#### Material for this exercise ####

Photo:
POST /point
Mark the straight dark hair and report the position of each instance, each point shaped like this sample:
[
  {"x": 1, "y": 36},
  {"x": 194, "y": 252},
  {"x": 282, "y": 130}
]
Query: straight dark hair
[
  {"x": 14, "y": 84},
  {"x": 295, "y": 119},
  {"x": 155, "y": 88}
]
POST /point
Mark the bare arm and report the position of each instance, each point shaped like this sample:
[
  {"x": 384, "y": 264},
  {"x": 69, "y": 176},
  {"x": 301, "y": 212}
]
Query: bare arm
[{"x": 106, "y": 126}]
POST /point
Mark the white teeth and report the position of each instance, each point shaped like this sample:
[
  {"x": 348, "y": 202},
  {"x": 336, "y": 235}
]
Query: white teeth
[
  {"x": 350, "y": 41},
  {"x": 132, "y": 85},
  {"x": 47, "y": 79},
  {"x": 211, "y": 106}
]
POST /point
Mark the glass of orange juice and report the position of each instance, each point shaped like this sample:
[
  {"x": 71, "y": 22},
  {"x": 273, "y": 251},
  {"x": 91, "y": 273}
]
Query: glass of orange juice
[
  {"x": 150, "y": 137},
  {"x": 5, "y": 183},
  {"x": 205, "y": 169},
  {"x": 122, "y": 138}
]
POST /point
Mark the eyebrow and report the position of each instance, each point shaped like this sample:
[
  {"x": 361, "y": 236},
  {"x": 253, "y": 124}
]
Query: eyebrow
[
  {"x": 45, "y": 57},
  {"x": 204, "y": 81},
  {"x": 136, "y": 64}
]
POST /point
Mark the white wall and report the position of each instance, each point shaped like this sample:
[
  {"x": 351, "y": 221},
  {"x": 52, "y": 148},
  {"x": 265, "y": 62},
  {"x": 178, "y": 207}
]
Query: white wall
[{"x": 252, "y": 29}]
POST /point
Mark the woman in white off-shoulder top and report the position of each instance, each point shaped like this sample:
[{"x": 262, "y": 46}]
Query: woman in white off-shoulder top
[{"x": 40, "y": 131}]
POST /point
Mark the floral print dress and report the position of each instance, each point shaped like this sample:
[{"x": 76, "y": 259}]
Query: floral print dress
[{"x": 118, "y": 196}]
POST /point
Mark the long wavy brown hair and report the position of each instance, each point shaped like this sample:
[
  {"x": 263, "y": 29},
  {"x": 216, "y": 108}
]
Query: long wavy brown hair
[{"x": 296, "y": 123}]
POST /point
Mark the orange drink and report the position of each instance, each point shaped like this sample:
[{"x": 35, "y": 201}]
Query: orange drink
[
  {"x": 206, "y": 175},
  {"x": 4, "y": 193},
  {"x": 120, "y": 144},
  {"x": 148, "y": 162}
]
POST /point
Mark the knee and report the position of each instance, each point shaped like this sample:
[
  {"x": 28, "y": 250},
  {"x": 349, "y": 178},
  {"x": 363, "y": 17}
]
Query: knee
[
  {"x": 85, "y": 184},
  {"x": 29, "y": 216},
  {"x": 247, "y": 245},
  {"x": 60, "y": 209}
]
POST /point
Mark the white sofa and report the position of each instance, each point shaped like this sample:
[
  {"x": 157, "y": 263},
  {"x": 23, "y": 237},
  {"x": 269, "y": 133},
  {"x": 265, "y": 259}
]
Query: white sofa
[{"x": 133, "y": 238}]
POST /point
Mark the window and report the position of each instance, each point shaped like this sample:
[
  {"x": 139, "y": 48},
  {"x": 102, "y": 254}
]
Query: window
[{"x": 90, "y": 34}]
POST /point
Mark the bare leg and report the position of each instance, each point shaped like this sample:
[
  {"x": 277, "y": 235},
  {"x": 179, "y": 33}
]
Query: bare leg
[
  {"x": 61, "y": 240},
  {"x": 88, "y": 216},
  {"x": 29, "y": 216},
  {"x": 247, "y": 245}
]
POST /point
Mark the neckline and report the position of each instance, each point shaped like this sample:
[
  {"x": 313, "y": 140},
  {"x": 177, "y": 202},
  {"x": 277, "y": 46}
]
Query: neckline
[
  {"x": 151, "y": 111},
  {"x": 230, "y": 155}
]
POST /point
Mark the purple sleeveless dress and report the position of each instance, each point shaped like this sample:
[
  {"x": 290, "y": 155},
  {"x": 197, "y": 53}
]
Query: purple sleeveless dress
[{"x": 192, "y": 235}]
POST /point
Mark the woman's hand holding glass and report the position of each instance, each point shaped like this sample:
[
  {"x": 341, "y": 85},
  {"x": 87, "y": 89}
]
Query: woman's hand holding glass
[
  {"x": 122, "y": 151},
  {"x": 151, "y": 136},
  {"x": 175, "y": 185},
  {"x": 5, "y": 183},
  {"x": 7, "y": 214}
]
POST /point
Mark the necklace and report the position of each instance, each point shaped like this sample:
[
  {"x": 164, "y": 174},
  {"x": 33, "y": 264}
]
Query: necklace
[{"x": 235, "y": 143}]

####

- _What you are asked to do_
Pull out every line of the data above that contains the string "long".

- _Correct result_
Mark the long wavy brown hair and report the position of each instance, each point shaped like this sample:
Query: long wavy brown hair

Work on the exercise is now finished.